Tuesday, June 28, 2016

The case for a second referendum

The EU referendum on 23rd June has thrown the UK into a state of political chaos. We are a rudderless ship on stormy waters drifting towards a sandbank. We have 3 or 4 months under a lame duck Prime Minister, followed by, God help us, the possibility of PM Boris Johnson.
Meanwhile Labour is having a spasm.
Hate crimes are happening.
World leaders and politicians are aghast apart from Vladimir Putin, Marine Le Pen, Donald Trump, Gert Wilders and other European neo-fascists.
The markets are reeling, sterling has fallen, Standard & Poor have stripped us of AAA rating and trading was stopped on RBS and Barclays yesterday.

If some idiot goes ahead and invokes Article 50 that sets in train our withdrawal form the EU, we open up the following problems:
  1. Scotland
  2. Ireland
  3. Gibraltar
  4. Calais
  5. Trade with the EU
  6. Issue new Passports to everyone who needs one
  7. The situation for Brits abroad
  8. The position of EU citizens in Britain
  9. A huge raft of legislation changes
  10. Unwelcome changes in the EU itself, including the possibility of a general economic and political collapse.

Data rows:
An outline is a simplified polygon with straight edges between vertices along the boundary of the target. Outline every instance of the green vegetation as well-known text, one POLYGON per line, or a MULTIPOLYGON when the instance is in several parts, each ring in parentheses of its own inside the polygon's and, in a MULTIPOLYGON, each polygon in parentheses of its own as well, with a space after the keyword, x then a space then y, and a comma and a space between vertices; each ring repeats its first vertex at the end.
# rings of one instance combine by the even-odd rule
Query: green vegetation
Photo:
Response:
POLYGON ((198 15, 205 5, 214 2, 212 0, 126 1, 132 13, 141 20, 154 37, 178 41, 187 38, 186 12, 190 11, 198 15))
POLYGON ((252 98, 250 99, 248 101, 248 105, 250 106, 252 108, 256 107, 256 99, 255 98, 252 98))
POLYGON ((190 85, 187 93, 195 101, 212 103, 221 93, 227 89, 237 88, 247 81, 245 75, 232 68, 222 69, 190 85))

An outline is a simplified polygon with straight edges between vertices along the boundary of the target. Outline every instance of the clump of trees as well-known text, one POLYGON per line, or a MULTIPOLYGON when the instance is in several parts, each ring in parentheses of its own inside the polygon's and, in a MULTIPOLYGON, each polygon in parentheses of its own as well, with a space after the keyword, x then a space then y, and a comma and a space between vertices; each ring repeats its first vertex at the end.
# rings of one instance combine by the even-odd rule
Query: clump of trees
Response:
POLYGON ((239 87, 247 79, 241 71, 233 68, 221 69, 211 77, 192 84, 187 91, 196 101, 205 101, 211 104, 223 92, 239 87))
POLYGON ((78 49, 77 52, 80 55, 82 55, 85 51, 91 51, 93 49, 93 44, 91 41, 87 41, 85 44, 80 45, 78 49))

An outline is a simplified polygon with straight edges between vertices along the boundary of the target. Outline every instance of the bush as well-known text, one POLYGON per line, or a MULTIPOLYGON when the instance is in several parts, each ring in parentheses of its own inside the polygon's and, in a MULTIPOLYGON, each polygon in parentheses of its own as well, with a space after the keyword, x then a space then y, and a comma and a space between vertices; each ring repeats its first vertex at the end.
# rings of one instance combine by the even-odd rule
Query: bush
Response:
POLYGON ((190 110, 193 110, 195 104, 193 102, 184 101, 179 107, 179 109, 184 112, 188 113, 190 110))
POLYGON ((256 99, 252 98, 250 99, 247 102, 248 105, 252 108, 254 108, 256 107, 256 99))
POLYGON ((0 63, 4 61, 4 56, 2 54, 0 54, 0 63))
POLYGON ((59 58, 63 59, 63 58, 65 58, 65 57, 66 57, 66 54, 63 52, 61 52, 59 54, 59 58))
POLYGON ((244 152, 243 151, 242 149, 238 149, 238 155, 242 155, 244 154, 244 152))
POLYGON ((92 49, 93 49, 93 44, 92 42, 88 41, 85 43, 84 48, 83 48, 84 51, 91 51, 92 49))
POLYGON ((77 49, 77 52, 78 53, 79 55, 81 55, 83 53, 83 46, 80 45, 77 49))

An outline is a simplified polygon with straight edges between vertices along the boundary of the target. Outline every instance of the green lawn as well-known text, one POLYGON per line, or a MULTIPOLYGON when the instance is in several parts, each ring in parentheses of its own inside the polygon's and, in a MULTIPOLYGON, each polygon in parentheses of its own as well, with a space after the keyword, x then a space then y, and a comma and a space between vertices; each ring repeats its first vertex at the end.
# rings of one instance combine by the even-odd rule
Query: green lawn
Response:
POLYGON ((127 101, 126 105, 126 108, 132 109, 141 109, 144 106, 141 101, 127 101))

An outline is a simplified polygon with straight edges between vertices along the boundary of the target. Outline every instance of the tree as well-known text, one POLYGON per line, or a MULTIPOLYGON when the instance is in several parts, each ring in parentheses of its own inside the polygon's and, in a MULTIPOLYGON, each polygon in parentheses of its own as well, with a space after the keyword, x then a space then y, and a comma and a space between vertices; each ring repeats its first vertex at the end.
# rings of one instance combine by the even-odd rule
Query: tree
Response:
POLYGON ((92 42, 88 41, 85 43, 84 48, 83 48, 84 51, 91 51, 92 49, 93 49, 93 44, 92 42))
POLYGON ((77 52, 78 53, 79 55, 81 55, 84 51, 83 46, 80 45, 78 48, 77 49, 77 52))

Objective 1:
Repeat the referendum post word for word, starting at "World leaders and" and ending at "and Barclays yesterday.".
Objective 2:
List every line of the records that contains the word "clump", copying each line in full.

Exercise result 1:
World leaders and politicians are aghast apart from Vladimir Putin, Marine Le Pen, Donald Trump, Gert Wilders and other European neo-fascists.
The markets are reeling, sterling has fallen, Standard & Poor have stripped us of AAA rating and trading was stopped on RBS and Barclays yesterday.

Exercise result 2:
An outline is a simplified polygon with straight edges between vertices along the boundary of the target. Outline every instance of the clump of trees as well-known text, one POLYGON per line, or a MULTIPOLYGON when the instance is in several parts, each ring in parentheses of its own inside the polygon's and, in a MULTIPOLYGON, each polygon in parentheses of its own as well, with a space after the keyword, x then a space then y, and a comma and a space between vertices; each ring repeats its first vertex at the end.
Query: clump of trees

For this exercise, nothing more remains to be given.